_Data section_
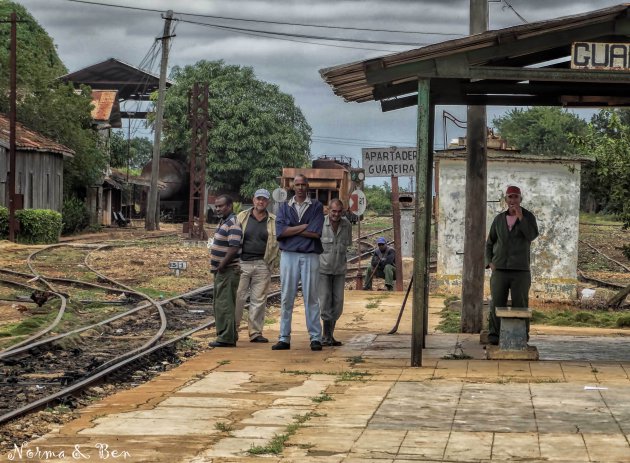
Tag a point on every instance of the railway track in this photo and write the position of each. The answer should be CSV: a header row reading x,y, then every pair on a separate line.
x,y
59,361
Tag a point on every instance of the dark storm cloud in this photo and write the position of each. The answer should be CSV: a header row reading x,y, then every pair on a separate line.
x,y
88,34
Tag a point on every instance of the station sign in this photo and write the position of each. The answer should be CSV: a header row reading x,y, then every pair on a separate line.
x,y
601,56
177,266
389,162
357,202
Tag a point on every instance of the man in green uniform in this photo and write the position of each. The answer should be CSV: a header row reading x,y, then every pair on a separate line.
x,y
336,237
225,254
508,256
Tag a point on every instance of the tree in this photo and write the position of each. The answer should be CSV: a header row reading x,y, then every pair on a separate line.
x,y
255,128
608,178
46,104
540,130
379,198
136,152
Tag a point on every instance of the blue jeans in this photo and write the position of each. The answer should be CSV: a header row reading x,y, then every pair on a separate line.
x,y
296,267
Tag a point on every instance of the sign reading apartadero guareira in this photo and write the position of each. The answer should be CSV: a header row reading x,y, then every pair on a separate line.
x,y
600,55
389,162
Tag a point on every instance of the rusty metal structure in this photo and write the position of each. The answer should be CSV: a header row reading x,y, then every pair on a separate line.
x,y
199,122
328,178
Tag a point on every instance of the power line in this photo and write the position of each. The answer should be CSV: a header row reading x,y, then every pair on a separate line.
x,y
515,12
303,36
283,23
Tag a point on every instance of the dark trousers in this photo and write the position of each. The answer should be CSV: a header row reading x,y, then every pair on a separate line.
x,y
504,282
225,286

_Aim_
Write every item above as a two-column CSV with the headers text and answer, one row per item, putting its wording and its answer each in a single quoted field with line breaks turned into spaces. Leave the pictures out.

_Solution for this problem_
text,answer
"Tag a point on every instance of the railway track in this photo and write the position of each. The answer should be CSV: a header row reading x,y, then every pair on a separate line.","x,y 59,361"
"Tag a point on every instance of the dark storm cloud in this photo and write the position of each. The answer should be CSV: a header row reading x,y, then every pair on a separate line.","x,y 88,34"
"Tag a point on every instance of the station sign in this photo and write the position of each. The answer should be CSV: a header row reading x,y, then every pair on a separate line.","x,y 601,56 177,266 389,162 357,202"
"Tag a point on every instance of the man in green uniform in this photo and write the position of each. The answer should be CSV: a header row reading x,y, then every pair on a separate line.","x,y 336,237 225,254 508,256"
"Tag a point on every instance of the tree in this photo and write the position of each. The answer should be CSV: a header row reading x,y, then every pair on a separate line.","x,y 255,128 608,178 46,104 540,130 379,198 136,152"
"Tag a point on every instance of the blue jeans in this photo and write the position of each. The answer should be CSV: a header row reading x,y, then every pair on a separate line.","x,y 296,267"
"Tag a point on every instance of the sign reading apartadero guareira in this photo and write the position of each. The answer should be CSV: a header row reading x,y, then every pair on a separate line.","x,y 600,55 389,162"
"Tag a point on every instance of the rusty metal structure in this photo and write the position of each. The answer should be CSV: a header row reading x,y, then every pair on a separate line.","x,y 199,122 328,178"
"Tag a point on every instance of the power line in this photo and write the position of each. The answer should be CSV: a header row reading x,y, then every pair on a separate line.","x,y 515,12 303,36 283,23"
"Tag a point on every instance of the dark trousers in this photo and write the position of each. The answer should be CSV: a header row reading x,y, then every pair on a separate line.","x,y 504,282 225,286"